# [Texto fornecido]
━━━━━━
Nessa altura, Pedro Nuno Santos foi logo aconselhado a cumprir um período de recolhimento antes de voltar às lides e de começar o caminho na corrida pela sucessão. As mesmas fontes, nessa fase mais quente, começavam já a cerrar fileiras para esse futuro e a atirar a Fernando Medina, o ministro das Finanças, também envolvido nesse mesmo caso e um adversário interno para Pedro Nuno.
Mas, pelo meio, surgiu o capítulo da mensagem de whatsapp perdida no telemóvel de Pedro Nuno com o estrondoso detalhe de que o ministro tinha sido de facto informado sobre o valor final da indemnização e deu mesmo “anuência” à mesma. As mesmas figuras do PS que já corriam para a guerra contra Medina, hoje estão mais cautelosas.
“É demasiado mau. Foi bom ter saído do Governo e, sabendo disto, ainda foi melhor”, diz um socialista que apoia o ex-ministro. “Isto é normal? Não acho normal em lugares de tanta responsabilidade”, diz outro socialista ao Observador, que está convencido que o desenvolvimento “piora” a situação do ex-governante. “Ele, com as ambições que tem, sendo a reserva política do PS, deu um tiro no meio dos olhos”, acrescenta.
━━━━━━
# [Dados listados]

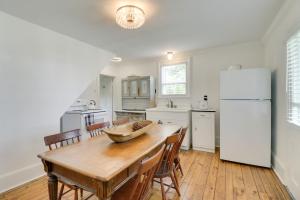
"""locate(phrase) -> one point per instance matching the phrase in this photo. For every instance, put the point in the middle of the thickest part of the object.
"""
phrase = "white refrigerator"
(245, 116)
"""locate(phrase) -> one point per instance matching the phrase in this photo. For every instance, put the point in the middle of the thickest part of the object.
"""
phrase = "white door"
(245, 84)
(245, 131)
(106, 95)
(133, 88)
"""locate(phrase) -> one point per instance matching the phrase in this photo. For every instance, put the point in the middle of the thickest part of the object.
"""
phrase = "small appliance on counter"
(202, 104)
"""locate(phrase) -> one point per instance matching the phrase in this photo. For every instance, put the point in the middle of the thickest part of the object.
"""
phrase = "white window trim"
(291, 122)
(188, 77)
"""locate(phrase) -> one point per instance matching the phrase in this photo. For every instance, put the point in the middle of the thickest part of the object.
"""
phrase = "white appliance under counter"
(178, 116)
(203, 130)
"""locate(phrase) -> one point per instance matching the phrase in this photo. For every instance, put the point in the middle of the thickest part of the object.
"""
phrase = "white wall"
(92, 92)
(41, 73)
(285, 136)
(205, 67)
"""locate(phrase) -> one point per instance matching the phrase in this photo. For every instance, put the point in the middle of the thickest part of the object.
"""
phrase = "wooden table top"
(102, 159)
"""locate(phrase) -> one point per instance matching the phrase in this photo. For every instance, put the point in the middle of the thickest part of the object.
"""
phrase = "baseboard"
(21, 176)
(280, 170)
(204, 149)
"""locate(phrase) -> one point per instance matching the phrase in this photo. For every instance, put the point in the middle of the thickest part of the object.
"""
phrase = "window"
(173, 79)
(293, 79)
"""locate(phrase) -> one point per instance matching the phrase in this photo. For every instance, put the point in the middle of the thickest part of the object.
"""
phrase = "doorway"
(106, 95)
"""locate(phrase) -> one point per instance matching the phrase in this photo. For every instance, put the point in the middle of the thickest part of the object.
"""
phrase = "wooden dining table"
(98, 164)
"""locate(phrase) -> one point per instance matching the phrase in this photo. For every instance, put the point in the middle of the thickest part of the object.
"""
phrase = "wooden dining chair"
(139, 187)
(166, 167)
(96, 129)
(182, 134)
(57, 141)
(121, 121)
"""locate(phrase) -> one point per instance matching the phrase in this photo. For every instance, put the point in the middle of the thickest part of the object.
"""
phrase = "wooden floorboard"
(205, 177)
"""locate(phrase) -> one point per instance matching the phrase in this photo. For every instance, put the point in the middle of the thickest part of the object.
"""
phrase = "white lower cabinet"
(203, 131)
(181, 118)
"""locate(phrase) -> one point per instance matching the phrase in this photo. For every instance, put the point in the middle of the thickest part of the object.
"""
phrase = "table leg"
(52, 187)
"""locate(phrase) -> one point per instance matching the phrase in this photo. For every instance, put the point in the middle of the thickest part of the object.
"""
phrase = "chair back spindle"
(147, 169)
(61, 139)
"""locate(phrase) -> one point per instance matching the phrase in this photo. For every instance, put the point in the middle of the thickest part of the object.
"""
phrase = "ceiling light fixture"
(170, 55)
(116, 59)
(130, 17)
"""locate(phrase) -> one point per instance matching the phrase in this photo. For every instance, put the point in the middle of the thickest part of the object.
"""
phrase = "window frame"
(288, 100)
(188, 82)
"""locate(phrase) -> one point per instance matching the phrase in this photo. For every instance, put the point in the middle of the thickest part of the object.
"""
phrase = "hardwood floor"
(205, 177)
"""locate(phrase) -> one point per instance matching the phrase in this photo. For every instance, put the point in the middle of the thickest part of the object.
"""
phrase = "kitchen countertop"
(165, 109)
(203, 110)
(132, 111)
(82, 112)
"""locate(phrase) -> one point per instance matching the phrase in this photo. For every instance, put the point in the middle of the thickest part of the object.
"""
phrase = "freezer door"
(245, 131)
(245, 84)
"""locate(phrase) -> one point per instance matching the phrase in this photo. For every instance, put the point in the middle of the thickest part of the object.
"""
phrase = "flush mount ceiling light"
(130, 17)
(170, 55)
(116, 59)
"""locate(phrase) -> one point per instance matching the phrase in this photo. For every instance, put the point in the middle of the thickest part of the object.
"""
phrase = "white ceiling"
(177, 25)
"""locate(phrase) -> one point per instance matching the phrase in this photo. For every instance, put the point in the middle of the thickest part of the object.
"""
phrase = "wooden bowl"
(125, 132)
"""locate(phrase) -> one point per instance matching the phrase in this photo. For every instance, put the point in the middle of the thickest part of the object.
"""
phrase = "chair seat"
━━━━━━
# [Requisitos do exercício]
1. No texto sobre Pedro Nuno Santos, que cargo ocupa Fernando Medina?
2. Extraia do texto sobre Pedro Nuno Santos tudo o que vai desde "Nessa altura, Pedro" até "estão mais cautelosas.".
3. Prolongue o texto sobre Pedro Nuno Santos e o PS a partir do ponto em que termina.
Os dados não têm qualquer relação com o texto.

# [Resultados por tarefa]
1. Fernando Medina é o ministro das Finanças.

2.
Nessa altura, Pedro Nuno Santos foi logo aconselhado a cumprir um período de recolhimento antes de voltar às lides e de começar o caminho na corrida pela sucessão. As mesmas fontes, nessa fase mais quente, começavam já a cerrar fileiras para esse futuro e a atirar a Fernando Medina, o ministro das Finanças, também envolvido nesse mesmo caso e um adversário interno para Pedro Nuno.
Mas, pelo meio, surgiu o capítulo da mensagem de whatsapp perdida no telemóvel de Pedro Nuno com o estrondoso detalhe de que o ministro tinha sido de facto informado sobre o valor final da indemnização e deu mesmo “anuência” à mesma. As mesmas figuras do PS que já corriam para a guerra contra Medina, hoje estão mais cautelosas.

3.
“Tira lustre à saída limpa”, sintetiza um apoiante de Pedro Nuno Santos. Recorde-se que alguns socialistas compararam a demissão de Pedro Nuno à de Jorge Coelho, que saiu na sequência do acidente da ponte Entre os Rios, mesmo antes de apuradas responsabilidades, com a famosa frase “a culpa não pode morrer solteira”.
No episódio de Pedro Nuno Santos, o ministro saiu quando percebeu que o seu secretário de Estado das Infraestruturas, Hugo Mendes, tinha recebido um email formal da TAP a informar sobre a negociação para a saída de Alexandra Reis da empresa tutelada pelo seu Ministério. Mas do que Pedro Nuno não se lembrava foi que ele mesmo soube do valor pago a ex-gestora e que tinha dado respaldo político através de um canal de comunicação informal.
Entre pedronunistas é clara a desilusão com esta nova revelação. Mesmo assim, tenta explicar-se a jogada de antecipação de Pedro Nuno como “estratégica“. “Quis contar tudo já para se livrar de problemas no futuro“, diz um apoiante do ex-ministro. No seu círculo, a assunção da existência de uma mensagem o quando antes também é vista desta forma, garantindo-se até que permite a Pedro Nuno manter a imagem de “transparência” e “honestidade” que acreditam ter.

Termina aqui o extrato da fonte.